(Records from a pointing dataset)
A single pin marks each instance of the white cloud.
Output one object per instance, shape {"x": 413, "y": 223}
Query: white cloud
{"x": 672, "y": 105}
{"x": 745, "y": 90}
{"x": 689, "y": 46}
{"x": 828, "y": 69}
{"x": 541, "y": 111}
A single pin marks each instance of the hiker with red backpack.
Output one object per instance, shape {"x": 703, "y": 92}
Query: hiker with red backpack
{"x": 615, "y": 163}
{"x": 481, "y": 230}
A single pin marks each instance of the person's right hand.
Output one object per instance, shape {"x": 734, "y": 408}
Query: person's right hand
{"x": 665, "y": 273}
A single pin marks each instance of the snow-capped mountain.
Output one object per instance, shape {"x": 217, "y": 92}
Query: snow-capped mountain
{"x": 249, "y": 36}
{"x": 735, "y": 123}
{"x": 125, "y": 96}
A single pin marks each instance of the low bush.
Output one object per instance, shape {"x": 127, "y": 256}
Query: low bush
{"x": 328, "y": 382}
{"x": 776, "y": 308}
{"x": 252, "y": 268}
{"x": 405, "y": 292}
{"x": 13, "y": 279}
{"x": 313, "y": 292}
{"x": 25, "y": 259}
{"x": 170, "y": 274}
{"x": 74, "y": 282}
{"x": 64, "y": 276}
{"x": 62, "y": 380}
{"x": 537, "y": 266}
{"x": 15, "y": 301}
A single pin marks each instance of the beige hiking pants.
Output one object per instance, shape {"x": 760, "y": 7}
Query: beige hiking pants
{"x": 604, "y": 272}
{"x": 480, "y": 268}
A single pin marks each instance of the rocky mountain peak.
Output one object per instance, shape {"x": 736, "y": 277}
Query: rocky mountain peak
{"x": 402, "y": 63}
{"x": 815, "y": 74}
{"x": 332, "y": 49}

Exercise instructions –
Copy the entire listing above line for line, changing nothing.

Full solution –
A single pin marks each instance of the white cloud.
Output one object per instance, shape {"x": 413, "y": 223}
Query: white cloud
{"x": 672, "y": 105}
{"x": 745, "y": 90}
{"x": 689, "y": 46}
{"x": 828, "y": 69}
{"x": 541, "y": 111}
A single pin marks each instance of the hiker with red backpack.
Output one object per instance, shape {"x": 703, "y": 92}
Query: hiker with red backpack
{"x": 615, "y": 163}
{"x": 481, "y": 230}
A single pin marks each instance of the person's right hand.
Output one object per instance, shape {"x": 734, "y": 408}
Query: person's right hand
{"x": 665, "y": 273}
A single pin marks each instance of the snow-capped mountain.
Output one object per instance, shape {"x": 217, "y": 92}
Query: snow-capped mountain
{"x": 249, "y": 36}
{"x": 735, "y": 123}
{"x": 125, "y": 96}
A single pin marks each instance of the low bush.
Output one object per instance, shape {"x": 127, "y": 256}
Query: low bush
{"x": 328, "y": 382}
{"x": 776, "y": 308}
{"x": 252, "y": 268}
{"x": 405, "y": 292}
{"x": 13, "y": 279}
{"x": 313, "y": 292}
{"x": 25, "y": 259}
{"x": 170, "y": 274}
{"x": 74, "y": 282}
{"x": 64, "y": 276}
{"x": 62, "y": 380}
{"x": 537, "y": 266}
{"x": 15, "y": 301}
A single pin marks each instance of the beige hiking pants.
Output one object per instance, shape {"x": 760, "y": 7}
Query: beige hiking pants
{"x": 604, "y": 272}
{"x": 480, "y": 268}
A single pin marks each instance of the rocky mountain peak.
Output one object per instance, shape {"x": 736, "y": 277}
Query: rocky mountain peak
{"x": 402, "y": 63}
{"x": 815, "y": 74}
{"x": 332, "y": 49}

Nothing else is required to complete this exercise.